#### EXERCISE REQUIREMENTS:
Without the pictures, output the records below word for word.

#### MATERIAL FOR THIS EXERCISE:

· · · · · · ·

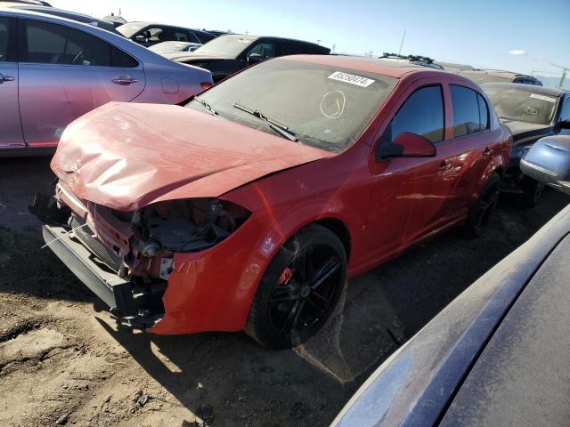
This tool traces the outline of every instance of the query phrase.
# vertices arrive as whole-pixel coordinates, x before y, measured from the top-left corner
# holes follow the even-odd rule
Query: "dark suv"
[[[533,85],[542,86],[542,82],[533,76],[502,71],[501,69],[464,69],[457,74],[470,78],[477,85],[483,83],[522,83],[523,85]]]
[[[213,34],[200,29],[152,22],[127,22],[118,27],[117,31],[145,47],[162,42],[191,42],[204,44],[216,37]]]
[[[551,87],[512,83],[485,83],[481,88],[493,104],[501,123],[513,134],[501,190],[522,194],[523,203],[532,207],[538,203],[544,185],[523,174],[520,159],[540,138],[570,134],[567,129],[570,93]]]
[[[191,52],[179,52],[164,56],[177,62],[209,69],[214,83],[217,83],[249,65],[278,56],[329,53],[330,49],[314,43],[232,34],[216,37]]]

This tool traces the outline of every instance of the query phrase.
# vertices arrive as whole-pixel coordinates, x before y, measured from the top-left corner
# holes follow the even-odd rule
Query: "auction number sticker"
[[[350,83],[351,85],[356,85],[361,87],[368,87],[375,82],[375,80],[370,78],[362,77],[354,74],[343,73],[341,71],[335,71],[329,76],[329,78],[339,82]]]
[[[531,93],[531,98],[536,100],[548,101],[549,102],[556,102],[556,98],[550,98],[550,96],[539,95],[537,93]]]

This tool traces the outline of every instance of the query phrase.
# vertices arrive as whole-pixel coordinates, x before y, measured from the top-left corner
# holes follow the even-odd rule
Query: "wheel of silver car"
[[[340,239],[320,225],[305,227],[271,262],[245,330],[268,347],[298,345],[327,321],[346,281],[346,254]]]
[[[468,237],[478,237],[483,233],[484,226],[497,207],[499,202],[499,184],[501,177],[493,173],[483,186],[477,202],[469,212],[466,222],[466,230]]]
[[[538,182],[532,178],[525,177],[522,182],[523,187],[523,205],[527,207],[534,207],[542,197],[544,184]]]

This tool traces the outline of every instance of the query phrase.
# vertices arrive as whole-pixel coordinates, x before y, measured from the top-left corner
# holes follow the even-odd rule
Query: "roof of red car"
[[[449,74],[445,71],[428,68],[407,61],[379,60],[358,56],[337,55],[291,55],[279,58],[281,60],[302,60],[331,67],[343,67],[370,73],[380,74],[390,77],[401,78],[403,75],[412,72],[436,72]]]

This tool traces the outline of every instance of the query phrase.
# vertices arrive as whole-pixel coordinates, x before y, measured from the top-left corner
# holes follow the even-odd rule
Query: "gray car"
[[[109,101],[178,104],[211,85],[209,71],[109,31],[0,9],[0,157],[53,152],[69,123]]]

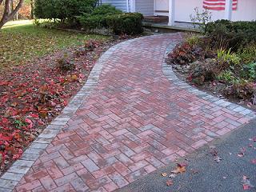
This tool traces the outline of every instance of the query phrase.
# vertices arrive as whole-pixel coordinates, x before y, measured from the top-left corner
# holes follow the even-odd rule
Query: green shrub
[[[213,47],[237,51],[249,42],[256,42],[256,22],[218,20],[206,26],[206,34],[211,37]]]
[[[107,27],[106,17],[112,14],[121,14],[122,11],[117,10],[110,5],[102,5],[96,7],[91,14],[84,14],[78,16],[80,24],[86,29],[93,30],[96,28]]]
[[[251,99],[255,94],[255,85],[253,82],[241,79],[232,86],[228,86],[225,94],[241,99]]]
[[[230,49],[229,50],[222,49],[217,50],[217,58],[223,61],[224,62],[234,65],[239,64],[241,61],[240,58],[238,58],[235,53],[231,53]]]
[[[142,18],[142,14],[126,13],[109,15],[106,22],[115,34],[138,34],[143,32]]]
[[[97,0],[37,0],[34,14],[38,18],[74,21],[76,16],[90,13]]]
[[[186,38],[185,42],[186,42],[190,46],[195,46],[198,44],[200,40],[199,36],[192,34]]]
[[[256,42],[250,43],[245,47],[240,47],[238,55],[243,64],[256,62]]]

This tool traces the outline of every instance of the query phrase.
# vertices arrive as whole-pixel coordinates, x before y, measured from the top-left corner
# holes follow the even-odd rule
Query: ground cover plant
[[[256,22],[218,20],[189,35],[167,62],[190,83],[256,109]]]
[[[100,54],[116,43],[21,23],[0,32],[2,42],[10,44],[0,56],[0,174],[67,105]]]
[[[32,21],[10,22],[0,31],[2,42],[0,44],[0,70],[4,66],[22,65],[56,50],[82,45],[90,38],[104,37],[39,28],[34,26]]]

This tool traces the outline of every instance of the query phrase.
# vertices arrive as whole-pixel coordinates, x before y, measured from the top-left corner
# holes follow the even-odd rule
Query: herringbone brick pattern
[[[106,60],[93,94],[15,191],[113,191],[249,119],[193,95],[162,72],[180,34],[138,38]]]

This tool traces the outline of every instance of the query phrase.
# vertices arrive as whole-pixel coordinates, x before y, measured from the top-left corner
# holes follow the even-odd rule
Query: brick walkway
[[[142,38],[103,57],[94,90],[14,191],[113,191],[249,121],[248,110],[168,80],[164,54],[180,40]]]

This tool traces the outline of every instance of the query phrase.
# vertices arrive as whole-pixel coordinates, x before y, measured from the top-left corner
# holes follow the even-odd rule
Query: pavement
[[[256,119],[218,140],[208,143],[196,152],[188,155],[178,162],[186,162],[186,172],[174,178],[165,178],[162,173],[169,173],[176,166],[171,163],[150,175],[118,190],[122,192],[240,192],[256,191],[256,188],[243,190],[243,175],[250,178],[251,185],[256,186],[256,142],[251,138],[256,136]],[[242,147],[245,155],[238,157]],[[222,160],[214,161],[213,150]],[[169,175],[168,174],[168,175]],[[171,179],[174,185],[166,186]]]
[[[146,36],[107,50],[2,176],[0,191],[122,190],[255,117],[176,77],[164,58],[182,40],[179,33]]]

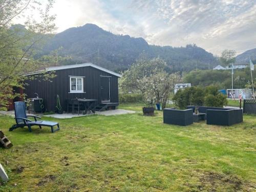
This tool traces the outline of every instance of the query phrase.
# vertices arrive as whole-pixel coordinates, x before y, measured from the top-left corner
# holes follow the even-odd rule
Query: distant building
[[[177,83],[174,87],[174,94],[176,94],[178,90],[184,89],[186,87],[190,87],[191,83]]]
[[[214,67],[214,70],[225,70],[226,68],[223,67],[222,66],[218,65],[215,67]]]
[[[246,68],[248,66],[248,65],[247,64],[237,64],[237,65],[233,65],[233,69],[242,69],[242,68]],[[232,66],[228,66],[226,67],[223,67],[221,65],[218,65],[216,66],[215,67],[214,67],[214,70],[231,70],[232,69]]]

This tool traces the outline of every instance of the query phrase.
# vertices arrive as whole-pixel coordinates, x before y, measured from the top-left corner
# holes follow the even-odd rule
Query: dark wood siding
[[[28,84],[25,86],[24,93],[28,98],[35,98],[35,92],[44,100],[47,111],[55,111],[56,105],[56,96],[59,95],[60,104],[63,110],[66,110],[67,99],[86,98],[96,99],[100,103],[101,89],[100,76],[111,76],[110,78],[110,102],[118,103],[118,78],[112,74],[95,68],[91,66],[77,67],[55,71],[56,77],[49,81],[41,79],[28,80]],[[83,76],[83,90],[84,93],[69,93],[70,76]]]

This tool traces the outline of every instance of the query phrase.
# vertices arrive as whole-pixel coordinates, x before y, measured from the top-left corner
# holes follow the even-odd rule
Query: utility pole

· · · · · · ·

#### EXERCISE ANSWER:
This tool traces the outline of every instance of the query phrase.
# vertices arrive as whole-pixel coordinates, x before y, measured from the top-left corner
# holes follow the even-odd rule
Query: "dark suv"
[[[533,85],[542,86],[542,82],[533,76],[502,71],[501,69],[464,69],[457,74],[470,78],[477,85],[483,83],[522,83],[523,85]]]
[[[213,34],[200,29],[152,22],[127,22],[118,27],[117,31],[145,47],[162,42],[191,42],[204,44],[216,37]]]
[[[551,87],[512,83],[485,83],[481,88],[493,104],[501,123],[513,134],[501,190],[522,194],[523,203],[532,207],[538,203],[544,185],[523,174],[520,159],[540,138],[570,134],[567,129],[570,93]]]
[[[191,52],[179,52],[164,56],[177,62],[209,69],[214,83],[217,83],[249,65],[278,56],[329,53],[330,49],[314,43],[232,34],[216,37]]]

This tool traces the outline of every instance of the query phrase.
# vertices arrive as whole-pixel coordinates, x before y, measured from the top-left corner
# holes follow the even-odd rule
Query: "auction number sticker"
[[[350,83],[351,85],[356,85],[361,87],[368,87],[375,82],[375,80],[370,78],[362,77],[354,74],[343,73],[341,71],[335,71],[329,76],[329,78],[339,82]]]
[[[531,93],[531,98],[536,100],[548,101],[549,102],[556,102],[556,98],[550,98],[550,96],[539,95],[537,93]]]

This tool traces the outline of every instance of the query phrase.
# vertices arrive as whole-pixel coordinates, x before y, measured from the top-left corner
# holes follow the even-odd rule
Query: "wheel of silver car"
[[[340,239],[320,225],[305,227],[271,262],[245,330],[268,347],[298,345],[327,321],[346,281],[346,254]]]
[[[468,237],[478,237],[483,233],[484,226],[497,207],[499,202],[499,184],[501,177],[493,173],[483,186],[477,202],[469,212],[466,222],[466,230]]]
[[[538,182],[532,178],[525,177],[522,182],[523,187],[523,205],[527,207],[534,207],[542,197],[544,184]]]

This tool traces the outline of every instance of the query phrase.
# vertices arrive as whole-pixel coordinates, x before y, measured from the top-left corner
# holes follow the even-odd rule
Query: "roof of red car"
[[[449,74],[445,71],[428,68],[407,61],[379,60],[358,56],[337,55],[291,55],[279,58],[281,60],[302,60],[331,67],[343,67],[370,73],[380,74],[390,77],[401,78],[403,75],[412,72],[436,72]]]

This tool traces the outline of every instance of the query phrase.
# vertices arrive as whole-pixel coordinates, x before y, measured from the top-left corner
# holes follow the even-odd rule
Query: "gray car"
[[[109,101],[178,104],[211,85],[209,71],[109,31],[0,9],[0,157],[53,152],[69,123]]]

This tool traces the outline of every instance of the query phrase.
# vertices arrive as whole-pixel coordinates, x before y, measured from the top-left corner
# holes follow the even-odd rule
Query: green shrub
[[[213,47],[237,51],[249,42],[256,42],[256,22],[218,20],[206,26],[206,34],[211,37]]]
[[[107,27],[106,17],[112,14],[121,14],[122,11],[117,10],[110,5],[102,5],[96,7],[91,14],[84,14],[78,16],[80,24],[86,29],[93,30],[96,28]]]
[[[251,99],[255,94],[255,85],[253,82],[241,79],[232,86],[228,86],[225,94],[241,99]]]
[[[230,49],[229,50],[222,49],[217,50],[217,58],[223,61],[224,62],[234,65],[239,64],[241,61],[240,58],[238,58],[235,53],[231,53]]]
[[[142,18],[142,14],[126,13],[109,15],[106,22],[115,34],[138,34],[143,32]]]
[[[97,0],[37,0],[34,14],[38,18],[74,21],[76,16],[90,13]]]
[[[186,38],[185,42],[186,42],[190,46],[195,46],[198,44],[200,40],[199,36],[192,34]]]
[[[256,42],[250,43],[245,47],[240,47],[238,55],[243,64],[256,62]]]

This tool traces the outline of every instance of the query phrase.
# vertices arrive as whole-pixel coordinates, x before y, measured from the top-left corner
# holes follow the even-odd rule
Query: ground cover plant
[[[256,22],[218,20],[189,35],[167,62],[190,83],[256,109]]]
[[[100,54],[116,43],[21,23],[0,32],[2,42],[10,44],[0,56],[0,174],[67,105]]]
[[[32,21],[10,22],[0,31],[2,42],[0,44],[0,70],[4,66],[22,65],[56,50],[82,45],[90,38],[104,37],[39,28],[34,26]]]

This tool traces the outline of every instance of the query phrase.
# vertices arrive as whole-pixel coordinates, x before y, measured from the top-left corner
# holes follow the even-odd rule
Query: herringbone brick pattern
[[[106,60],[93,94],[15,191],[113,191],[249,119],[193,95],[162,72],[180,34],[138,38]]]

This tool traces the outline of every instance of the query phrase.
# vertices arrive as whole-pixel coordinates, x before y, measured from the top-left corner
# holes follow the even-odd rule
Query: brick walkway
[[[142,38],[103,57],[94,90],[14,191],[113,191],[249,121],[248,110],[168,80],[164,54],[180,40]]]

This tool traces the outline of every instance of the query phrase.
# vertices arrive as whole-pixel coordinates, x before y, measured from the top-left corner
# holes follow the even-odd rule
Query: pavement
[[[256,119],[218,140],[208,143],[196,152],[188,155],[178,162],[186,162],[186,172],[174,178],[165,178],[162,173],[169,173],[176,166],[171,163],[150,175],[118,190],[122,192],[240,192],[256,191],[256,188],[243,190],[243,175],[250,178],[251,185],[256,186],[256,142],[251,138],[256,136]],[[242,147],[245,155],[238,157]],[[222,160],[214,161],[213,150]],[[169,175],[168,174],[168,175]],[[171,179],[174,185],[166,186]]]
[[[146,36],[107,50],[2,176],[0,191],[122,190],[255,117],[176,77],[164,58],[182,40],[179,33]]]

This tool traces the outline of every instance of the query phrase.
# vertices arrive as whole-pixel coordinates, x before y, measured from the top-left corner
# holes follow the even-odd rule
Query: distant building
[[[177,83],[174,87],[174,94],[176,94],[178,90],[184,89],[186,87],[190,87],[191,83]]]
[[[214,67],[214,70],[225,70],[226,68],[223,67],[222,66],[218,65],[215,67]]]
[[[246,68],[248,66],[248,65],[247,64],[237,64],[237,65],[233,65],[233,69],[242,69],[242,68]],[[232,66],[228,66],[226,67],[223,67],[221,65],[218,65],[216,66],[215,67],[214,67],[214,70],[231,70],[232,69]]]

This tool traces the outline of every instance of the query phrase.
# vertices arrive as whole-pixel coordinates, x before y, measured from the top-left corner
# holes follow the even-odd rule
Query: dark wood siding
[[[28,84],[25,86],[24,93],[28,98],[35,98],[35,92],[44,100],[47,111],[55,111],[56,105],[56,96],[59,95],[60,104],[63,110],[66,110],[67,99],[86,98],[96,99],[100,103],[101,89],[100,76],[111,76],[110,78],[110,102],[118,103],[118,78],[112,74],[95,68],[91,66],[77,67],[55,71],[56,77],[49,81],[41,79],[28,80]],[[83,76],[83,90],[84,93],[69,93],[70,76]]]

This tool traces the outline of every instance of the query phrase.
# vertices arrive as whole-pixel coordinates, x before y, measured from the top-left corner
# holes follow the even-odd rule
Query: utility pole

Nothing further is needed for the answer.